Your goal -
Show each line of the items below that contains the word "earring", copying every such line in full.
— begin Material supplied —
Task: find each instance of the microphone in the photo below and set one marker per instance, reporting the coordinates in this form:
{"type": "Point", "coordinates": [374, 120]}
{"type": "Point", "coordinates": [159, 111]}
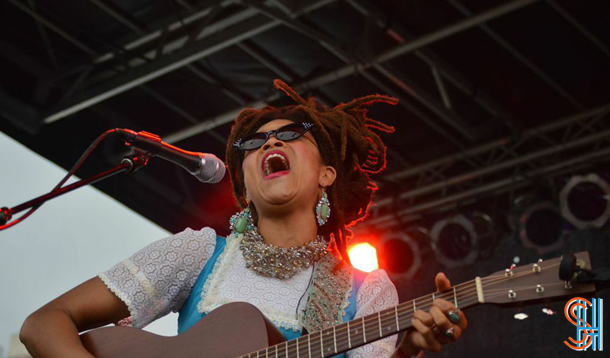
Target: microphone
{"type": "Point", "coordinates": [205, 167]}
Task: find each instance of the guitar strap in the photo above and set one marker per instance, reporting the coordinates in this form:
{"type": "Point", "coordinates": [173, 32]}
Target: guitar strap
{"type": "Point", "coordinates": [329, 294]}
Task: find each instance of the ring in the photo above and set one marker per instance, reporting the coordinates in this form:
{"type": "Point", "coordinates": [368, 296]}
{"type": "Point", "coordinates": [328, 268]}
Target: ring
{"type": "Point", "coordinates": [454, 317]}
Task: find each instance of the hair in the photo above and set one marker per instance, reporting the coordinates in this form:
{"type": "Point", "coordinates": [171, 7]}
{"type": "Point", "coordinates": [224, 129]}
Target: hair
{"type": "Point", "coordinates": [347, 143]}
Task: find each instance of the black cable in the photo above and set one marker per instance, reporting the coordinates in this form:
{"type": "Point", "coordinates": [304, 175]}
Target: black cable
{"type": "Point", "coordinates": [75, 167]}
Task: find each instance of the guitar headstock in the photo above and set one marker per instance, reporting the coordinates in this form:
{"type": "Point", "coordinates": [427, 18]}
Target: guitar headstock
{"type": "Point", "coordinates": [538, 282]}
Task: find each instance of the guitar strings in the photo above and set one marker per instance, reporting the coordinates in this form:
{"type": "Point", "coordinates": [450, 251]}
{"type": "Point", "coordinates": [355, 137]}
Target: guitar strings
{"type": "Point", "coordinates": [341, 337]}
{"type": "Point", "coordinates": [465, 287]}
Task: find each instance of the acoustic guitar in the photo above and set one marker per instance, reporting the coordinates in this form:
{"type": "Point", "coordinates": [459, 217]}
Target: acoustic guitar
{"type": "Point", "coordinates": [241, 330]}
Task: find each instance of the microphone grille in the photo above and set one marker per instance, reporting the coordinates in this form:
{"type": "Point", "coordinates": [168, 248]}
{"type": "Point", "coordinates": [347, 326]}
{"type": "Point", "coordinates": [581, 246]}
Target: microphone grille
{"type": "Point", "coordinates": [212, 169]}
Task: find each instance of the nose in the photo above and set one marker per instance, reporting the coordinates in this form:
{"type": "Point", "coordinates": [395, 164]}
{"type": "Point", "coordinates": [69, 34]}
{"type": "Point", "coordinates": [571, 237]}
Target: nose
{"type": "Point", "coordinates": [272, 142]}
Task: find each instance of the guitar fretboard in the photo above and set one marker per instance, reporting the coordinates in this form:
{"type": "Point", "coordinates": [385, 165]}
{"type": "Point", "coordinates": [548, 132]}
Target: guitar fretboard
{"type": "Point", "coordinates": [367, 329]}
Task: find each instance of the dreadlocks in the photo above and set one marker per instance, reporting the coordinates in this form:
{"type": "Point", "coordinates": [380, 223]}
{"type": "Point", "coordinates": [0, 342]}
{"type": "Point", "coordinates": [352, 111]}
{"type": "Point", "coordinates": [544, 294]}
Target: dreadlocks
{"type": "Point", "coordinates": [360, 153]}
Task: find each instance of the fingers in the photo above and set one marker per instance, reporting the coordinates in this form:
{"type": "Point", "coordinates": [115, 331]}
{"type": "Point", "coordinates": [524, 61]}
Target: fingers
{"type": "Point", "coordinates": [424, 338]}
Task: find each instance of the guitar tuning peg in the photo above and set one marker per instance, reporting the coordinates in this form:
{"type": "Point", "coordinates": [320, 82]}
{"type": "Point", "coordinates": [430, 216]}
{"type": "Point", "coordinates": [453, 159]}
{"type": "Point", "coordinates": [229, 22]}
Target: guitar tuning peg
{"type": "Point", "coordinates": [548, 311]}
{"type": "Point", "coordinates": [521, 315]}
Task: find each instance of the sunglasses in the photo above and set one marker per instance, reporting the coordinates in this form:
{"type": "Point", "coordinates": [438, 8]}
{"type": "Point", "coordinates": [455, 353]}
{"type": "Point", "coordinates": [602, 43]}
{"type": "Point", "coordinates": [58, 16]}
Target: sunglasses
{"type": "Point", "coordinates": [286, 133]}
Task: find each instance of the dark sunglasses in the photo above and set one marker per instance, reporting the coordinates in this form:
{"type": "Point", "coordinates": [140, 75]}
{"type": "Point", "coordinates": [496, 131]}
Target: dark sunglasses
{"type": "Point", "coordinates": [286, 133]}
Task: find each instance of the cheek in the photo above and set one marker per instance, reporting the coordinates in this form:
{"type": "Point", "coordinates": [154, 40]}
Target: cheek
{"type": "Point", "coordinates": [248, 167]}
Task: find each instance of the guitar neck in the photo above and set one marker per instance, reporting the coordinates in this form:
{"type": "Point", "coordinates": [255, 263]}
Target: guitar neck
{"type": "Point", "coordinates": [367, 329]}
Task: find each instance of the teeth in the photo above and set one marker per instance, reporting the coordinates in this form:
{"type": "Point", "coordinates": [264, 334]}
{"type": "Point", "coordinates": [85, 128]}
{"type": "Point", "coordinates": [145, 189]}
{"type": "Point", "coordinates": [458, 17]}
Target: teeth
{"type": "Point", "coordinates": [267, 169]}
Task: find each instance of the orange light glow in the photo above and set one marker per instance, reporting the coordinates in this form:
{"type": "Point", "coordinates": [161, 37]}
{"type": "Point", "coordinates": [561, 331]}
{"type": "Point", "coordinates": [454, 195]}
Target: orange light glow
{"type": "Point", "coordinates": [363, 257]}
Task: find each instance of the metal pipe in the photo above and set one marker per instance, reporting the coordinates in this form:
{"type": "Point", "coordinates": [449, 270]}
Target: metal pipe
{"type": "Point", "coordinates": [351, 69]}
{"type": "Point", "coordinates": [519, 56]}
{"type": "Point", "coordinates": [523, 178]}
{"type": "Point", "coordinates": [255, 26]}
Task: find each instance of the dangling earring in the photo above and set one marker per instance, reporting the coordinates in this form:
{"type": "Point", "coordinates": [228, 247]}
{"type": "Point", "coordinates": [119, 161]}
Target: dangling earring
{"type": "Point", "coordinates": [242, 221]}
{"type": "Point", "coordinates": [323, 209]}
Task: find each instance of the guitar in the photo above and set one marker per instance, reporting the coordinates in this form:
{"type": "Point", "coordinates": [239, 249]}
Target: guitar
{"type": "Point", "coordinates": [241, 330]}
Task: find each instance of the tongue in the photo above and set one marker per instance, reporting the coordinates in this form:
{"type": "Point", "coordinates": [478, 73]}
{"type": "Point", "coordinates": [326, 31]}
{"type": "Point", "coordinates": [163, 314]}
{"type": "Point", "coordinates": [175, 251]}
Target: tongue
{"type": "Point", "coordinates": [277, 165]}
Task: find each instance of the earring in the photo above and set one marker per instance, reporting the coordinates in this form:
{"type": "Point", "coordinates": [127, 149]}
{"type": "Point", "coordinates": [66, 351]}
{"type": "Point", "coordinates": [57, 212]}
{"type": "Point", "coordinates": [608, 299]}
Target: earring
{"type": "Point", "coordinates": [240, 221]}
{"type": "Point", "coordinates": [323, 209]}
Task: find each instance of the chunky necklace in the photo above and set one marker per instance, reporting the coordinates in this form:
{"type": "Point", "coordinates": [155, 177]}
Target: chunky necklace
{"type": "Point", "coordinates": [275, 261]}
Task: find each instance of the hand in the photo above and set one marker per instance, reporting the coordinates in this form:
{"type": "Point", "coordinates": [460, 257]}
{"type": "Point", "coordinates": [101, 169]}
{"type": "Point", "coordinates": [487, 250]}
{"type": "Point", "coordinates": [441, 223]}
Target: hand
{"type": "Point", "coordinates": [433, 329]}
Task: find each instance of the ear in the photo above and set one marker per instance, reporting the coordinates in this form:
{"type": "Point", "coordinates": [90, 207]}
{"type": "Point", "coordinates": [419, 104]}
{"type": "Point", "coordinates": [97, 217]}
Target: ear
{"type": "Point", "coordinates": [328, 175]}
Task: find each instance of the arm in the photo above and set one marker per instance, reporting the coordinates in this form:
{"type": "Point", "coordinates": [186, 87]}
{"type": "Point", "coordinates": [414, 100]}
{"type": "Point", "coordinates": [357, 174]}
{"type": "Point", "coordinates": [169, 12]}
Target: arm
{"type": "Point", "coordinates": [376, 293]}
{"type": "Point", "coordinates": [148, 285]}
{"type": "Point", "coordinates": [52, 331]}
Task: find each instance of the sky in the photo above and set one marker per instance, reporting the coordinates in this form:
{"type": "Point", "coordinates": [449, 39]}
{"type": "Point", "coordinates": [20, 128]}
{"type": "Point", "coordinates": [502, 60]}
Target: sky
{"type": "Point", "coordinates": [67, 241]}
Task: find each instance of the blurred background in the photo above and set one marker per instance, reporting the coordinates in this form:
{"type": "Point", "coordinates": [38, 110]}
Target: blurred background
{"type": "Point", "coordinates": [500, 154]}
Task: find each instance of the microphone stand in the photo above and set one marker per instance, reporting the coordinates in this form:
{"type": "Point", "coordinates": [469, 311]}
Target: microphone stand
{"type": "Point", "coordinates": [129, 164]}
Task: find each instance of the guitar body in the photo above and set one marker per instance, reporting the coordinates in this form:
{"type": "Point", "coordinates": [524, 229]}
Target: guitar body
{"type": "Point", "coordinates": [241, 330]}
{"type": "Point", "coordinates": [231, 330]}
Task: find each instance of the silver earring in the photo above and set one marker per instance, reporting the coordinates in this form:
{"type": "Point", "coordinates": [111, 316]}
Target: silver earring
{"type": "Point", "coordinates": [323, 209]}
{"type": "Point", "coordinates": [242, 221]}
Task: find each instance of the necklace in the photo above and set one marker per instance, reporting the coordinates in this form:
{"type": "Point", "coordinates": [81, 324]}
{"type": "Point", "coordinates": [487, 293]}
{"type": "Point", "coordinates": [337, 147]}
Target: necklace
{"type": "Point", "coordinates": [276, 261]}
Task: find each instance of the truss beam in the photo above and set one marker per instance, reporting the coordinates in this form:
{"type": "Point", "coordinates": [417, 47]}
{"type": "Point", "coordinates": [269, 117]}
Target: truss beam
{"type": "Point", "coordinates": [351, 69]}
{"type": "Point", "coordinates": [563, 142]}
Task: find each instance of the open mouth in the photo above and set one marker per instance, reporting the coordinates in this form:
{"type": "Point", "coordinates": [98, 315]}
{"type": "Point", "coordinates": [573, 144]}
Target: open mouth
{"type": "Point", "coordinates": [275, 164]}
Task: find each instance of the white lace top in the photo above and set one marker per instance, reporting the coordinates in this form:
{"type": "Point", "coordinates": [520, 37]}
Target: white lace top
{"type": "Point", "coordinates": [159, 279]}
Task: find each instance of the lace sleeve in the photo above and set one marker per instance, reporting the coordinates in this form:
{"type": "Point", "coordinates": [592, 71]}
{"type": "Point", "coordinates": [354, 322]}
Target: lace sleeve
{"type": "Point", "coordinates": [376, 293]}
{"type": "Point", "coordinates": [159, 278]}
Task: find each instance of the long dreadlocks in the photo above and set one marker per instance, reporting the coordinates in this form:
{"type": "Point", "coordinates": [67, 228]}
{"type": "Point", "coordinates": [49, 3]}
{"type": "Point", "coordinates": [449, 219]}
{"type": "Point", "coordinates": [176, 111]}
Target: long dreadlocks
{"type": "Point", "coordinates": [361, 152]}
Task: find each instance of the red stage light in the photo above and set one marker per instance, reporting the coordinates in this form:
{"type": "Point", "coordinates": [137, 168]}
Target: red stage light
{"type": "Point", "coordinates": [363, 257]}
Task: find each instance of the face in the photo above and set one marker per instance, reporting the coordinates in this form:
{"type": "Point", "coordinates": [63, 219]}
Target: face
{"type": "Point", "coordinates": [285, 174]}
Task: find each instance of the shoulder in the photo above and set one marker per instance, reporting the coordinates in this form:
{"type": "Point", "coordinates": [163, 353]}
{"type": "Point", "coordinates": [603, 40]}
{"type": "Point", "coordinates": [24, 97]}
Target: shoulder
{"type": "Point", "coordinates": [184, 248]}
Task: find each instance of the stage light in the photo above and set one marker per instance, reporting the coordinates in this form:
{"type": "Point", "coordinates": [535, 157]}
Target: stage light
{"type": "Point", "coordinates": [363, 257]}
{"type": "Point", "coordinates": [400, 252]}
{"type": "Point", "coordinates": [455, 241]}
{"type": "Point", "coordinates": [584, 201]}
{"type": "Point", "coordinates": [542, 228]}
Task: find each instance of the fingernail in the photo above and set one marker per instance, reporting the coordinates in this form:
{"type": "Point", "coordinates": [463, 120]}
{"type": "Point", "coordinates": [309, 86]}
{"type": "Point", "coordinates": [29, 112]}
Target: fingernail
{"type": "Point", "coordinates": [453, 316]}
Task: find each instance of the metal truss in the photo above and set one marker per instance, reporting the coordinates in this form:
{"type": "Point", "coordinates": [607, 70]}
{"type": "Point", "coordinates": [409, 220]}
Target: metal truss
{"type": "Point", "coordinates": [154, 55]}
{"type": "Point", "coordinates": [504, 164]}
{"type": "Point", "coordinates": [360, 67]}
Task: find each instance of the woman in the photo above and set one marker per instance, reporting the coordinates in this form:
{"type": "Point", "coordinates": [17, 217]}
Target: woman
{"type": "Point", "coordinates": [286, 253]}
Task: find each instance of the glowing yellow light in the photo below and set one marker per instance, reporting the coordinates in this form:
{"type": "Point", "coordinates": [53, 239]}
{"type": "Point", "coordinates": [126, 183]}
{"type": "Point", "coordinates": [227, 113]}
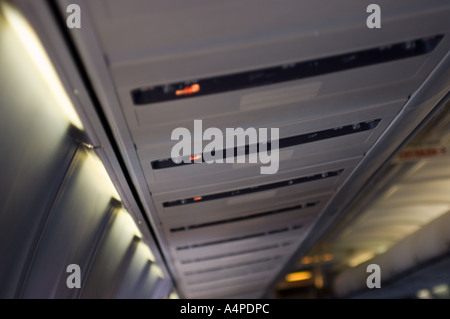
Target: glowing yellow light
{"type": "Point", "coordinates": [188, 90]}
{"type": "Point", "coordinates": [360, 258]}
{"type": "Point", "coordinates": [37, 53]}
{"type": "Point", "coordinates": [298, 276]}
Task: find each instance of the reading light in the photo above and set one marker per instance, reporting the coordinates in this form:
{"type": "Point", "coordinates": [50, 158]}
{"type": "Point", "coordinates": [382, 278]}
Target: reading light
{"type": "Point", "coordinates": [360, 258]}
{"type": "Point", "coordinates": [40, 58]}
{"type": "Point", "coordinates": [298, 276]}
{"type": "Point", "coordinates": [195, 157]}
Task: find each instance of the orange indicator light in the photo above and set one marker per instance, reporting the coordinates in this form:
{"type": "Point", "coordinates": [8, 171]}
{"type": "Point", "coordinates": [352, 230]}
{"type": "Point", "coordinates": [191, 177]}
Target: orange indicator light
{"type": "Point", "coordinates": [188, 90]}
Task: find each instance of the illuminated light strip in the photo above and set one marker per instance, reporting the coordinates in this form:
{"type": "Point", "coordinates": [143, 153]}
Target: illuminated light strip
{"type": "Point", "coordinates": [298, 276]}
{"type": "Point", "coordinates": [40, 58]}
{"type": "Point", "coordinates": [188, 90]}
{"type": "Point", "coordinates": [283, 143]}
{"type": "Point", "coordinates": [287, 72]}
{"type": "Point", "coordinates": [254, 189]}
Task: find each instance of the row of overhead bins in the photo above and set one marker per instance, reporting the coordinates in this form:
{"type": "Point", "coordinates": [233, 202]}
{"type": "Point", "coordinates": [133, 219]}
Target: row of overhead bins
{"type": "Point", "coordinates": [314, 70]}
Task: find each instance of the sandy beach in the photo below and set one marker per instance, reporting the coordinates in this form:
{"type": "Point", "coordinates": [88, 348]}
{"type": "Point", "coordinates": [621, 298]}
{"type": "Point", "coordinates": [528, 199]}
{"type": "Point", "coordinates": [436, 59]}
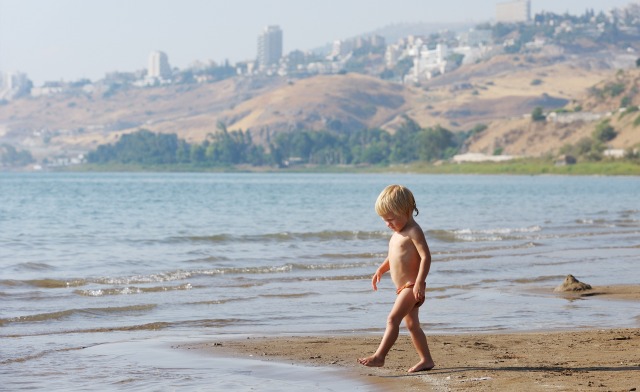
— end Material supplied —
Response below -
Task: find each instance of the dangling earring in the photo above and set one marker per instance, reporting the coordinates in this form:
Target: dangling earring
Task: find each instance of the earring in the photo above and set one marker per instance, reporting the coordinates in this form:
Target: earring
Task: find each instance of the silver earring in the photo above and set one marker per instance, reporting the coordinates in this form:
Target: silver earring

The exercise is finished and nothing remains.